| DOCUMENT EXTRACT |
=== Section Start ===
Top Sources Of Caloric Intake In The Average American Diet

Top Sources Of Caloric Intake In The Average American Diet

The average American is consuming about 2673 calories every day and this exceeds the recommended 2000 calories a day for men and 1500 calories a day for women. But with 7 out of 10 Americans overweight or obese, it makes sense that we are overeating in terms of calories.

To put it in perspective, in 1970 the average caloric intake was 2168 calories. So we can see that with the increase of caloric intake there’s also an increase in the obesity rate.

Top Sources Of Caloric Intake

There’s a chart in the picture below that shows the different sources of caloric intake in the average American diet. It was created based on data from the USDA ( U.S. Department of Agriculture ) and it was created by a group called Civil Eats and The University of Berkeley School Of Journalism. It’s based on data from 2008 because that’s the most recent data that was available.
=== Section End ===
| APPLY WHAT YOU READ |
[A] Answer these questions from the article on American caloric intake, one line each:
(i) How many calories does the average American consume each day?
(ii) What was the average caloric intake in 1970?
(iii) From what year is the data behind the chart?
[B] Write the next part of the article on American caloric intake, picking up after its final sentence.

| SOURCE INFORMATION |
=== Section Start ===
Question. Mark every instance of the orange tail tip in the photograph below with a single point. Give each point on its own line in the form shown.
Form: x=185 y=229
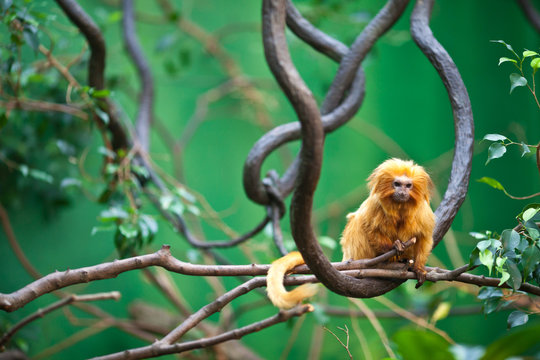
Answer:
x=280 y=297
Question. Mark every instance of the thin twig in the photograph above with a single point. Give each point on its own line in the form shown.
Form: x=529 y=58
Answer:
x=60 y=303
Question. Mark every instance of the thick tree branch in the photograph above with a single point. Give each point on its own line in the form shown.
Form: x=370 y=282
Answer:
x=96 y=67
x=530 y=13
x=146 y=98
x=463 y=118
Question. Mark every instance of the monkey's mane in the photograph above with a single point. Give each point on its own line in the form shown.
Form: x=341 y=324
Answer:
=== Section End ===
| WRITTEN ANSWERS |
[A]
(i) About 2673 calories.
(ii) 2168 calories.
(iii) 2008.

[B]
1. Added Fats – 24%

The largest percent of calories in the average American diet is coming from added fats, and that’s not counting the fats that are naturally included in other foods on the chart. These are just added fats, so this is:

  • GMO ( Genetically Modified Organisms ) canola oil that foods are fried in: chicken nuggets, fried chicken, potato chips, corn chips.
  • Partially hydrogenated oils which are used to extend the shelf life of bread and other products.
  • GMO soy and canola oil that’s used in margarine, salad dressings and in non-dairy whipped topping and cream fillings.

2. Grains – 23%

Of course, these grains are: bread, pasta, hamburger buns, corn tortillas, flour tortillas, corn chips and also cereals.

USDA has been promoting greens as a healthy food for the last 30 years. They’ve put grains at the bottom of the food pyramid and encourage us to eat them several times a day. While grains aren’t themselves an unhealthy food, they can actually be a very healthful food. Most of the greens we consume in America are so refined and processed that the most of the nutritional good stuff and the fiber has actually been stripped out of the food altogether.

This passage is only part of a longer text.